WHAT TO WORK ON: Throughout the material, count the lines with the word "neck" in them, and answer with only the figure.

[Start of Attachment]

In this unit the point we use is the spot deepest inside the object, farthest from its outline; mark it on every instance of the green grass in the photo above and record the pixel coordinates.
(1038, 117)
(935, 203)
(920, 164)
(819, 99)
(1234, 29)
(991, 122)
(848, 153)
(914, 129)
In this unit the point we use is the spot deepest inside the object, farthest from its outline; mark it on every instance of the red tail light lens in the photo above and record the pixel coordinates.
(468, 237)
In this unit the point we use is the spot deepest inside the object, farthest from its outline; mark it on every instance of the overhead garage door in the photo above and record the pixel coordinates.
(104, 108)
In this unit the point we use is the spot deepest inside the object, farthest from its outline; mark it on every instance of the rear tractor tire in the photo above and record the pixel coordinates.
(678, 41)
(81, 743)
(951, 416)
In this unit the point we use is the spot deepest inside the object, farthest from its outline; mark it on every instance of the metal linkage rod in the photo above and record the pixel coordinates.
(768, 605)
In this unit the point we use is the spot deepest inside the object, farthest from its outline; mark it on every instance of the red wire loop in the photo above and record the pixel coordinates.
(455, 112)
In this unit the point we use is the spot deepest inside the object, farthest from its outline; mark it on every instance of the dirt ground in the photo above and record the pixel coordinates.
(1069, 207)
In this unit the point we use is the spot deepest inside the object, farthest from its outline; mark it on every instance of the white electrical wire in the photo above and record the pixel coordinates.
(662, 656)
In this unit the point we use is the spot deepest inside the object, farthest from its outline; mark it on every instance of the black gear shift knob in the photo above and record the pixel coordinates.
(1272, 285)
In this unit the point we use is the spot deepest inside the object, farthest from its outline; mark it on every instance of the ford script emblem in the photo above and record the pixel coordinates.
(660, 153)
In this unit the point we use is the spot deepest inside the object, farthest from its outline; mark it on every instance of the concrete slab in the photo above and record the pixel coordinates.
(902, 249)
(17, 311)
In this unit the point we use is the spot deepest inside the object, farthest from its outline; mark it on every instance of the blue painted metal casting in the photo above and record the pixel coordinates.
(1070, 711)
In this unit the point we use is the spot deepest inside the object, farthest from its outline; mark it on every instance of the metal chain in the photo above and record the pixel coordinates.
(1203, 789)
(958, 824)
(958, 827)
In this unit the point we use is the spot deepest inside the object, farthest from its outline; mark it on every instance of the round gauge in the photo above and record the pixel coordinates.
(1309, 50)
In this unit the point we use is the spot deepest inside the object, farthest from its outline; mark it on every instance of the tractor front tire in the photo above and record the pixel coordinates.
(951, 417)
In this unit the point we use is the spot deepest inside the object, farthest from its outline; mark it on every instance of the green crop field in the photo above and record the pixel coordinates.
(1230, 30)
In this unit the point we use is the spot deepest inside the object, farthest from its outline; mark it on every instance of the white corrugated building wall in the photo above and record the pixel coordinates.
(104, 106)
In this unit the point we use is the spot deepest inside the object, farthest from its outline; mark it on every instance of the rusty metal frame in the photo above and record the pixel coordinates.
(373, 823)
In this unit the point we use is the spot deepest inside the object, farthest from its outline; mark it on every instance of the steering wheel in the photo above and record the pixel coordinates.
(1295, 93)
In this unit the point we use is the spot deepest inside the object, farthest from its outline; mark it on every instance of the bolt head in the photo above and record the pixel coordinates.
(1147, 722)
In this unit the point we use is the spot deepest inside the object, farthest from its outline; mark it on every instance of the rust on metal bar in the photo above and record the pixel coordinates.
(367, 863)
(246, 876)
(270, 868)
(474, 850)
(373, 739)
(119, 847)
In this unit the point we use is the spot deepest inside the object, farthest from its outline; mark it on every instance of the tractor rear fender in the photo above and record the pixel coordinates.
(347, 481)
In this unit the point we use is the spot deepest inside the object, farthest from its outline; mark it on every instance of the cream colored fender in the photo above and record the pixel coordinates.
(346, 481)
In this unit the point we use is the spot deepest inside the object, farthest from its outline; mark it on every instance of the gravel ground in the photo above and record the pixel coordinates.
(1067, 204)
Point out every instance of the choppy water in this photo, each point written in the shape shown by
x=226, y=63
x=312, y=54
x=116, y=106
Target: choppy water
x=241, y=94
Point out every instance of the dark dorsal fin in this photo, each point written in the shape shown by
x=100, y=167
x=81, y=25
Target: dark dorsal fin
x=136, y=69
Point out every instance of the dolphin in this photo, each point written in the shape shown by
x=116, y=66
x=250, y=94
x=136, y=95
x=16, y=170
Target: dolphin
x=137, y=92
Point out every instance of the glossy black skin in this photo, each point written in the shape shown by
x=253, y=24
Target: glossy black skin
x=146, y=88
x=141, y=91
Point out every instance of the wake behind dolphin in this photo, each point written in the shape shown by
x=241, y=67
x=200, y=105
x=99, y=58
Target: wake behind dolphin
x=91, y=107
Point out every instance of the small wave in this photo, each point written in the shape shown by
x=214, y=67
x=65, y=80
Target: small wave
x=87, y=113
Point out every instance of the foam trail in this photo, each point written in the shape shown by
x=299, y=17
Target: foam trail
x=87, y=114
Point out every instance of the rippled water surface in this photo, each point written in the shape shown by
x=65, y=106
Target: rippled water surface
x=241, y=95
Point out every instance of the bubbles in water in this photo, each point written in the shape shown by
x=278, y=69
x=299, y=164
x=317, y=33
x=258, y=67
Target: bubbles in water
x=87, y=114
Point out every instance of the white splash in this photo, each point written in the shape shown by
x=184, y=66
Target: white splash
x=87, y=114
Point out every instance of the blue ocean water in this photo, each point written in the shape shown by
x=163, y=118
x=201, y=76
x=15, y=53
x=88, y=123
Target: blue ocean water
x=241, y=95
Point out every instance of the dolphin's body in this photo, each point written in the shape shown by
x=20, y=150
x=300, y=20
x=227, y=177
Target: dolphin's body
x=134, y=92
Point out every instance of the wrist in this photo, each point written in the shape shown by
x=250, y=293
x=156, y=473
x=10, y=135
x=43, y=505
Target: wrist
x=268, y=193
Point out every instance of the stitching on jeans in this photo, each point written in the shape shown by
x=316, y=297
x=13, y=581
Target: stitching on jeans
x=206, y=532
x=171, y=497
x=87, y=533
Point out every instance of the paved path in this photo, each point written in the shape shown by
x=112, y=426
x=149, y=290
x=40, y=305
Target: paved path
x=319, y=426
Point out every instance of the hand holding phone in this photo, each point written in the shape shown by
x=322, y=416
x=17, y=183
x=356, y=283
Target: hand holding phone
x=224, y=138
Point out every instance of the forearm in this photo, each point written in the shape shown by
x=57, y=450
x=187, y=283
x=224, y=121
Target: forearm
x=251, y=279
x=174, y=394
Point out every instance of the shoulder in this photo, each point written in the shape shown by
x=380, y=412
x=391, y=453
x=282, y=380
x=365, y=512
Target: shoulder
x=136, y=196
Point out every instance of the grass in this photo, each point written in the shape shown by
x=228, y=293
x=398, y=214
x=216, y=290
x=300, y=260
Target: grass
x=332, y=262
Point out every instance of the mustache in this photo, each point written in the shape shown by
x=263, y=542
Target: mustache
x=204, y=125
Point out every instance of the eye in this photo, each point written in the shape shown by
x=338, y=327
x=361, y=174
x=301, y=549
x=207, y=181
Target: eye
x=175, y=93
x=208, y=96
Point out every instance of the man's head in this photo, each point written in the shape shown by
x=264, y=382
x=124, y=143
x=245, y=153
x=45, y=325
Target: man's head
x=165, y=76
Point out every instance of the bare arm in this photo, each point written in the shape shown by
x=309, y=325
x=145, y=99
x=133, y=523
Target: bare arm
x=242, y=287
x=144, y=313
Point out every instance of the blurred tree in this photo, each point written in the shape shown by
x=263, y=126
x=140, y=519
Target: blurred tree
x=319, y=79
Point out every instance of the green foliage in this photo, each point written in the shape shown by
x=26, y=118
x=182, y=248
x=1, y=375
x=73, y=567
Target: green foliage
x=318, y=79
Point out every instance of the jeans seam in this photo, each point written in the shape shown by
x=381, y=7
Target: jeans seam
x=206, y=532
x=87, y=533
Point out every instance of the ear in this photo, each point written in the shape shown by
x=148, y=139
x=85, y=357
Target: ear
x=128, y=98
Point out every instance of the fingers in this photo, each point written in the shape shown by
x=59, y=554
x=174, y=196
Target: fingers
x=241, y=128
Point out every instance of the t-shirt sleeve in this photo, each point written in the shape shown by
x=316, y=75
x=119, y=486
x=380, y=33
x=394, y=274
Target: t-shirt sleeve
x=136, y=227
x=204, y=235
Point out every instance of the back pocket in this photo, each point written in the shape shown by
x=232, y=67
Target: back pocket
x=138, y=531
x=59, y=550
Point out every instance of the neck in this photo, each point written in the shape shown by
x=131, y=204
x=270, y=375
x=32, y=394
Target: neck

[End of Attachment]

ANSWER TO THE PROBLEM: 2